● YOUR TASK:
Can you transcribe every entry word for word, skipping the images?

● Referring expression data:
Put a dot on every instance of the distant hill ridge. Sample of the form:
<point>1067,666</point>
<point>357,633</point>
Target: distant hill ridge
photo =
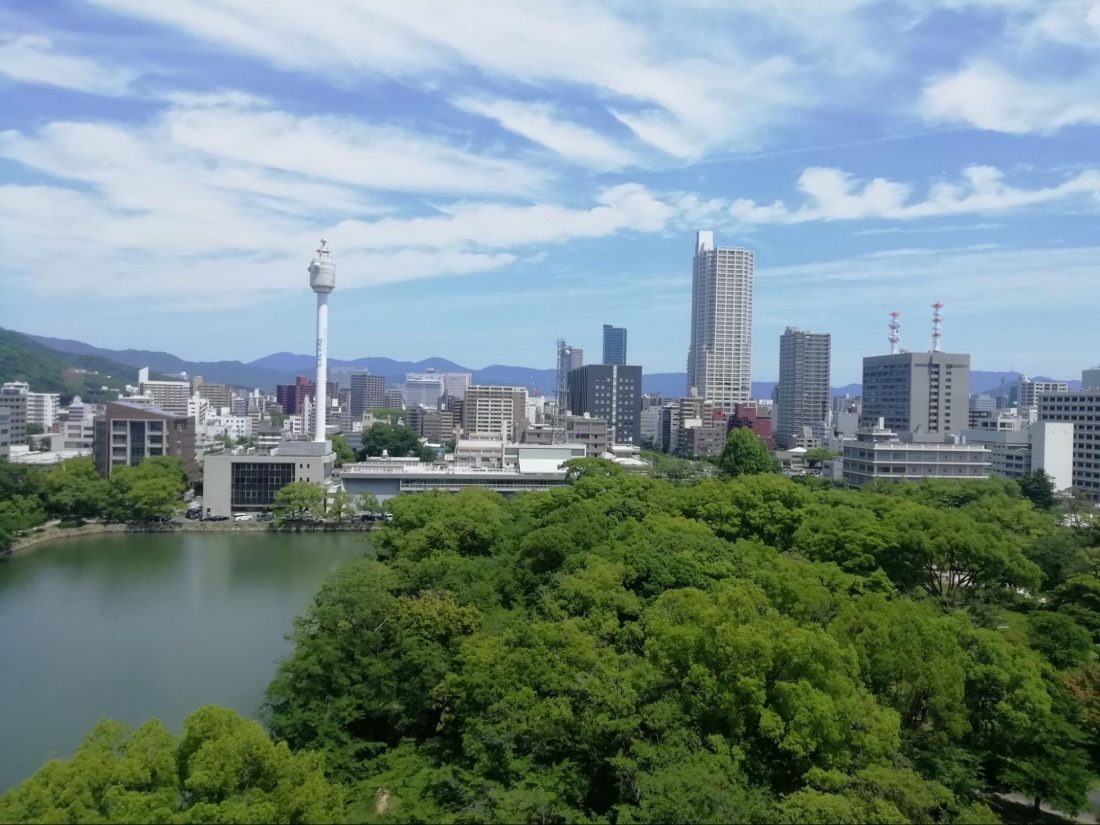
<point>281,367</point>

● WRITTEN ANSWER:
Put a dot on every instance of the distant hill ridge. Sample of the form:
<point>1067,666</point>
<point>357,633</point>
Target: distant hill ridge
photo =
<point>281,367</point>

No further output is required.